### EXERCISE AIM
Your copy of the entries must be exact, and it must not include the pictures.

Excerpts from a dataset
== Segment start ==

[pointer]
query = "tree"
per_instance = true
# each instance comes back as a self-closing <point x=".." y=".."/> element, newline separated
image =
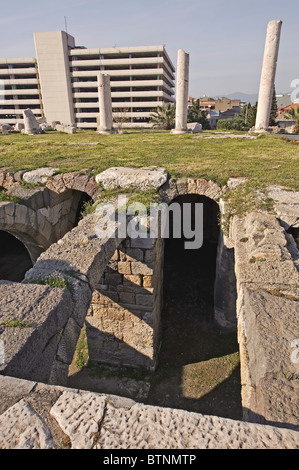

== Segment end ==

### OUTPUT OF THE TASK
[pointer]
query = "tree"
per_instance = true
# each instance comes back as a self-closing <point x=".." y=".."/> element, newline separated
image =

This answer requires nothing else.